**ZU ERLEDIGENDE AUFGABEN:**
a) Schreiben Sie aus dem Lesetext den Abschnitt wortgetreu ab, der mit „Einen Anspruch auf“ beginnt und mit „im Ergebnis stand.“ endet.
b) Geben Sie den Absatz des Lesetexts, der mit „Einen Anspruch auf den Beitragszuschuss Ost“ beginnt, als kurze Stichpunktliste mit seinen wesentlichen Aussagen wieder.
c) Auf welchen Zuschuss besteht laut dem ersten Absatz des Lesetexts ebenso wenig ein Anspruch?

**LESETEXT:**

· · ·

Einen Anspruch auf den Beitragszuschuss Ost gebe es ebenso wenig. § 64 [X.] könne nicht im Sinne einer Zahlungsverpflichtungen auslösenden Anordnungsermächtigung verstanden werden. Überdies könnten die [X.] nicht im Wege einer bloßen Durchführungsvorschrift zu einer Sonderfinanzierung herangezogen werden.

II. Das hält rechtlicher Nachprüfung im Ergebnis stand.

1. Das Berufungsgericht hat zu Recht einen Anspruch der Klägerin auf [X.] verneint.

a) Allerdings enthält die Satzung der Klägerin - anders als das Berufungsgericht meint - in § 63 i.V.m. § 55 Abs. 3 Satz 3 [X.] nur einen einzigen, einheitlichen [X.]tatbestand. Der Beteiligte hat als durchschnittlicher Versicherungsnehmer keinen Anlass, von unterschiedlichen [X.]ern in § 63 [X.] einerseits und § 55 Abs. 3 [X.] andererseits auszugehen. Insbesondere kann er § 63 [X.] kein gesondertes, von einem konkreten Finanzierungsbedarf abgekoppeltes [X.] entnehmen.

· · ·

(Datensatzzeilen zum Zeigen auf Objekte)
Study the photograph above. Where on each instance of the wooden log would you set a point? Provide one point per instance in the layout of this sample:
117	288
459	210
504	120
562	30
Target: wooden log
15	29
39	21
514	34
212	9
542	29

· · ·

**ANTWORTEN JE AUFGABE:**
a)
Einen Anspruch auf den Beitragszuschuss Ost gebe es ebenso wenig. § 64 [X.] könne nicht im Sinne einer Zahlungsverpflichtungen auslösenden Anordnungsermächtigung verstanden werden. Überdies könnten die [X.] nicht im Wege einer bloßen Durchführungsvorschrift zu einer Sonderfinanzierung herangezogen werden.

II. Das hält rechtlicher Nachprüfung im Ergebnis stand.

b)
- Einen Anspruch auf den Beitragszuschuss Ost gebe es ebenfalls nicht.
- § 64 [X.] könne nicht als Anordnungsermächtigung verstanden werden, die Zahlungsverpflichtungen auslöst.
- Die [X.] könnten nicht über eine bloße Durchführungsvorschrift zu einer Sonderfinanzierung herangezogen werden.

c) Auf den Beitragszuschuss Ost.